** INPUT RECORDS follows **
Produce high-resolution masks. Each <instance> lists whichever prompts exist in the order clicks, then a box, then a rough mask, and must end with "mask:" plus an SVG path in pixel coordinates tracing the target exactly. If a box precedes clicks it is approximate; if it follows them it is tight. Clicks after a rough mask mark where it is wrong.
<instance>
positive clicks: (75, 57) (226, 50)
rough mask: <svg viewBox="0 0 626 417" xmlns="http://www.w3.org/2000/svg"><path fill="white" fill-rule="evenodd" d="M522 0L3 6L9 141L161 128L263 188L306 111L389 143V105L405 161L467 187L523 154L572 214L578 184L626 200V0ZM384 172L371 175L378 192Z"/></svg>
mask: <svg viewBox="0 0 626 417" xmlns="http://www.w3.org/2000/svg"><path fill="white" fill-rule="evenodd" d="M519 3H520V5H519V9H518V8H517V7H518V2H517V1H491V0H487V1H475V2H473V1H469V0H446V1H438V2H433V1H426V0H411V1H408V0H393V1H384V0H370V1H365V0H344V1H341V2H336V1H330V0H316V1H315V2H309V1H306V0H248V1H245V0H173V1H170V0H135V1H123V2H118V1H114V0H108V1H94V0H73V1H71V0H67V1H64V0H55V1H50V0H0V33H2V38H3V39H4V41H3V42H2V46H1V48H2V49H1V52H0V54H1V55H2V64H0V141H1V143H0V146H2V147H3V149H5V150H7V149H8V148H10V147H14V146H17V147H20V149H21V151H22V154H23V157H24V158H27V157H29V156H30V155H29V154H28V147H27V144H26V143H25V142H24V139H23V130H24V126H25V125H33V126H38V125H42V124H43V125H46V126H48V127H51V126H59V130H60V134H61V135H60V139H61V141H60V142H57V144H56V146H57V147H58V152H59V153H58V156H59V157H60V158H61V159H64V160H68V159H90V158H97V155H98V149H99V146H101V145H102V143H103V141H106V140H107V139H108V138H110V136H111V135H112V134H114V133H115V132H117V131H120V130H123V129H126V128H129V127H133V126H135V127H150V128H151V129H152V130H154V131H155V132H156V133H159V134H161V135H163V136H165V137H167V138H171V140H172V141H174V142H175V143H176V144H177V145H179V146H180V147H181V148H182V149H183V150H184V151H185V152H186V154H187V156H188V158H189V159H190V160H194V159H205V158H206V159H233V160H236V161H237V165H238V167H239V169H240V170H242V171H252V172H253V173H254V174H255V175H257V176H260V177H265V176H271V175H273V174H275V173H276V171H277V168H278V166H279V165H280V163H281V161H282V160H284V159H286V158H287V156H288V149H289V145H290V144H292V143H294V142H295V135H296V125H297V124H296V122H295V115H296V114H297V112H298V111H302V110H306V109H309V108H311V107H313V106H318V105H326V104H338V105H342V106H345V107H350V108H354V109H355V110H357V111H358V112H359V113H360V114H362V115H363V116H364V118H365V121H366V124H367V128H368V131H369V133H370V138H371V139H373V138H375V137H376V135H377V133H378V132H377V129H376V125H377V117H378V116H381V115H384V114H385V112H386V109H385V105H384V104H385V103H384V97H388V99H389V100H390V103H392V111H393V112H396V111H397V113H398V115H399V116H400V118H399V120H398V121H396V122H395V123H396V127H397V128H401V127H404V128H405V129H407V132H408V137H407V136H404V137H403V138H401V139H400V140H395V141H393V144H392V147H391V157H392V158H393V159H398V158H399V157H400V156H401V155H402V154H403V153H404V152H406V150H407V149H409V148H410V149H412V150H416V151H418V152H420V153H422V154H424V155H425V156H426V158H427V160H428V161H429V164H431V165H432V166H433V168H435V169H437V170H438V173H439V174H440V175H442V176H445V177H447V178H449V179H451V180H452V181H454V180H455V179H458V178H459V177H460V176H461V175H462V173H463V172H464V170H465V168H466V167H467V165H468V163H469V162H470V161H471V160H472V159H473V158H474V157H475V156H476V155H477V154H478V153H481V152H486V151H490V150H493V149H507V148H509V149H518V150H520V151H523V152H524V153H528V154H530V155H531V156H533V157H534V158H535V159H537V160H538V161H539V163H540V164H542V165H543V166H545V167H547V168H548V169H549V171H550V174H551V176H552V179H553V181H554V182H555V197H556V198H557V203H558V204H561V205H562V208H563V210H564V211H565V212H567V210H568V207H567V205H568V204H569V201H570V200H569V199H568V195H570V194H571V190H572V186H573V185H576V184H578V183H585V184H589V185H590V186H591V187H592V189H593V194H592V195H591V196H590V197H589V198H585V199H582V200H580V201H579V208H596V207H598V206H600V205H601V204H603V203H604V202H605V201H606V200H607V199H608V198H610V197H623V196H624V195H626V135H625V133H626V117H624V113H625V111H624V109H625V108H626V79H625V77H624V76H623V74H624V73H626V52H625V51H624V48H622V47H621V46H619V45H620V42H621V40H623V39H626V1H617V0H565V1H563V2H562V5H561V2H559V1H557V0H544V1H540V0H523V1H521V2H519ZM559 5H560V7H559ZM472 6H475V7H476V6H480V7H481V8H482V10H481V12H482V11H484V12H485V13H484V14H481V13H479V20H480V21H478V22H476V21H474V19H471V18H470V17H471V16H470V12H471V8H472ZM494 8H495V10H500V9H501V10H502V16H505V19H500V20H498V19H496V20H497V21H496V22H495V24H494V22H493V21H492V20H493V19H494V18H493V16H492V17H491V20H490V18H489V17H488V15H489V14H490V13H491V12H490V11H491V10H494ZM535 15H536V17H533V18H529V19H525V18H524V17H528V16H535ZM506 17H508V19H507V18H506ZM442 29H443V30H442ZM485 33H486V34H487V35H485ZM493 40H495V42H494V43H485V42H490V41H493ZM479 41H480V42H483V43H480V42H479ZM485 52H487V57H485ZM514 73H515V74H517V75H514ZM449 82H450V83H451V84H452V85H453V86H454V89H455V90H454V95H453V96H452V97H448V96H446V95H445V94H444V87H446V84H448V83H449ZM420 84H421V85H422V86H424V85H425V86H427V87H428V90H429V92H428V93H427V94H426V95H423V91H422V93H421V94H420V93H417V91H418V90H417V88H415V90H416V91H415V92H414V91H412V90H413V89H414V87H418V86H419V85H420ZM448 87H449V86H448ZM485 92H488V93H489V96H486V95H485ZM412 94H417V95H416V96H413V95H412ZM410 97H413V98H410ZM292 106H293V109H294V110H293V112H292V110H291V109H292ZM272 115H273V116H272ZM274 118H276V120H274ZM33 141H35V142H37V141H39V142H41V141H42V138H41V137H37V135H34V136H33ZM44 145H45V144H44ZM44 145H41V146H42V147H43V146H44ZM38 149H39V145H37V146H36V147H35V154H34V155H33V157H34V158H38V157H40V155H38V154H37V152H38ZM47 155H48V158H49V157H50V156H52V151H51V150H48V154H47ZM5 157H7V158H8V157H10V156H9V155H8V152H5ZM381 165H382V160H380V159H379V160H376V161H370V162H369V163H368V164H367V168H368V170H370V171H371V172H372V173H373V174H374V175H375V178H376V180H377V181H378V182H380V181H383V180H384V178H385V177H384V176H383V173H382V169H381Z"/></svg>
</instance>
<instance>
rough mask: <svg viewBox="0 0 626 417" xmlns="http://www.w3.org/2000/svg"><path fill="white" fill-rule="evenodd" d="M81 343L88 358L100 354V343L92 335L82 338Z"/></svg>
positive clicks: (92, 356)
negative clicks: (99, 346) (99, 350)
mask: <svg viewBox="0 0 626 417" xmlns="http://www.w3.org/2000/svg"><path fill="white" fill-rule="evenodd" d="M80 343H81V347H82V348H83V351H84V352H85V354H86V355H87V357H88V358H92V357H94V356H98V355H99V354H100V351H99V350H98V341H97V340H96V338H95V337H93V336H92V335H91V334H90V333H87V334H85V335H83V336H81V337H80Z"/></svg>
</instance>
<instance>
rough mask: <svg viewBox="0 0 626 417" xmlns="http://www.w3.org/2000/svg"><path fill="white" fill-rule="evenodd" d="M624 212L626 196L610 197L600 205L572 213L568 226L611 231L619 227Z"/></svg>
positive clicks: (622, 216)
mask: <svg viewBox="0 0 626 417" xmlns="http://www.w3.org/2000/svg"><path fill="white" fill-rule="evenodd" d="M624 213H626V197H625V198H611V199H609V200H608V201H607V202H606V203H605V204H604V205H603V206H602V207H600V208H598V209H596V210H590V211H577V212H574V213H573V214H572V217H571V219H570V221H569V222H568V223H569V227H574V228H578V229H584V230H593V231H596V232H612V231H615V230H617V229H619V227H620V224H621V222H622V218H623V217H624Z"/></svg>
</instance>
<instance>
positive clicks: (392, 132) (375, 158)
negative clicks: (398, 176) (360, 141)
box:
** End of INPUT RECORDS **
## PROBLEM REQUIREMENTS
Retype the lines from the start of the records through the line containing "0L3 6L9 141L161", both ends included.

## OUTPUT
Produce high-resolution masks. Each <instance> lists whichever prompts exist in the order clicks, then a box, then a rough mask, and must end with "mask:" plus an SVG path in pixel coordinates tracing the target exactly. If a box precedes clicks it is approximate; if it follows them it is tight. Clicks after a rough mask mark where it is wrong.
<instance>
positive clicks: (75, 57) (226, 50)
rough mask: <svg viewBox="0 0 626 417" xmlns="http://www.w3.org/2000/svg"><path fill="white" fill-rule="evenodd" d="M522 0L3 6L9 141L161 128L263 188L306 111L389 143V105L405 161L467 187L523 154L572 214L578 184L626 200V0ZM384 172L371 175L378 192Z"/></svg>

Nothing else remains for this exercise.